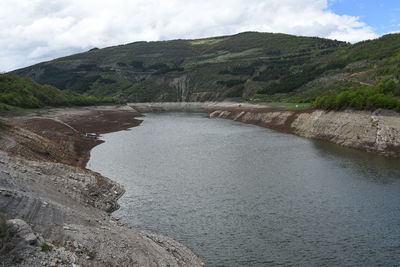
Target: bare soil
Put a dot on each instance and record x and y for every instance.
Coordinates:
(43, 182)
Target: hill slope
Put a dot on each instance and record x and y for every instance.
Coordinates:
(26, 93)
(247, 65)
(183, 70)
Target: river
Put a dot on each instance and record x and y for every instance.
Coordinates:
(242, 195)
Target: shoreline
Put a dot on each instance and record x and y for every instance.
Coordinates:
(45, 186)
(377, 132)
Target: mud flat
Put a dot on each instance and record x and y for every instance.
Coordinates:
(377, 131)
(57, 212)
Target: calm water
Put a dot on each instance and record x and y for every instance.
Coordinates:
(241, 195)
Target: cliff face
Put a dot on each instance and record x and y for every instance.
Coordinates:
(375, 132)
(49, 199)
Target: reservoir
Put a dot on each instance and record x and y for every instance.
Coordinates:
(242, 195)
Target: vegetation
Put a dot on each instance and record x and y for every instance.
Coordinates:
(258, 67)
(362, 97)
(26, 93)
(213, 68)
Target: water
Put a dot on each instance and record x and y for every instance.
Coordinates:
(241, 195)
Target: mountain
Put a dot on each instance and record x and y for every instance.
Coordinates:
(23, 92)
(250, 65)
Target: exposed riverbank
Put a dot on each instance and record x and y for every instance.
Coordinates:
(377, 132)
(44, 183)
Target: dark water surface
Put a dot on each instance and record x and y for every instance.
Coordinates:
(241, 195)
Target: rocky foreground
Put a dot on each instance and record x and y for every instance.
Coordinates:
(54, 212)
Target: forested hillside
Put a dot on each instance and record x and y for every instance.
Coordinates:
(253, 66)
(22, 92)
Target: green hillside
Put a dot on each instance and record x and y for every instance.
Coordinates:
(254, 66)
(21, 92)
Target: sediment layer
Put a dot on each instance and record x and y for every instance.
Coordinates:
(377, 131)
(66, 207)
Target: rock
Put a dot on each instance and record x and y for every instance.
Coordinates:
(21, 229)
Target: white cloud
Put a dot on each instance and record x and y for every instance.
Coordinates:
(36, 30)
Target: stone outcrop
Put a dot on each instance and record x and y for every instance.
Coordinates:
(375, 132)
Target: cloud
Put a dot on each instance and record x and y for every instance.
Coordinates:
(32, 31)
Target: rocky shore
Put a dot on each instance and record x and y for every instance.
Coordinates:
(377, 131)
(54, 212)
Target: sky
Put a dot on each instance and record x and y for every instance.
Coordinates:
(33, 31)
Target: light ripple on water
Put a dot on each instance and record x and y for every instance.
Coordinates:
(241, 195)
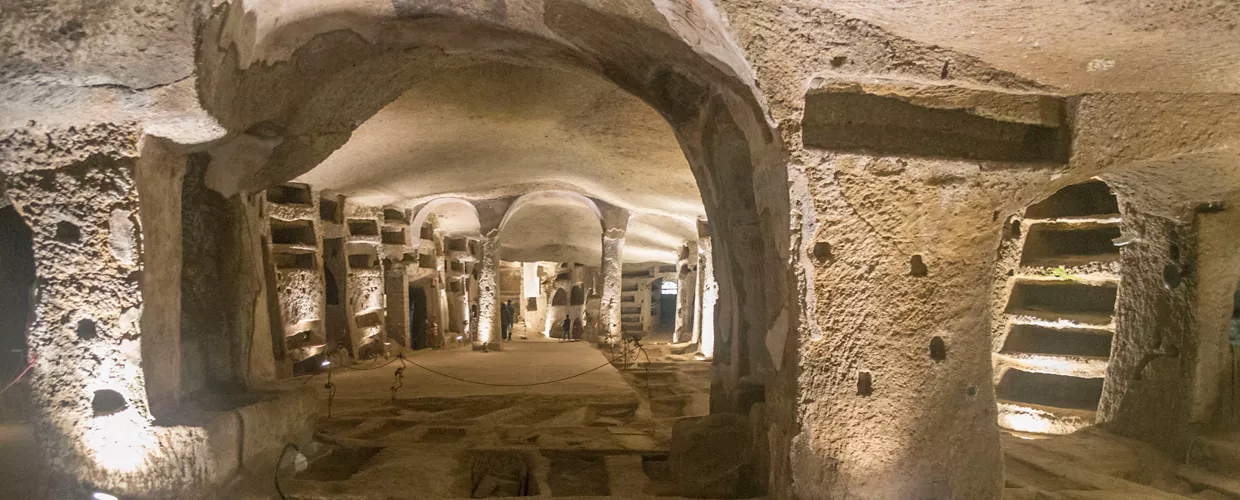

_WRITTEN TASK_
Report how many lines of the records above contain the string "rocky", matching its case exactly. Give only the number.

_SOLUTION BELOW_
2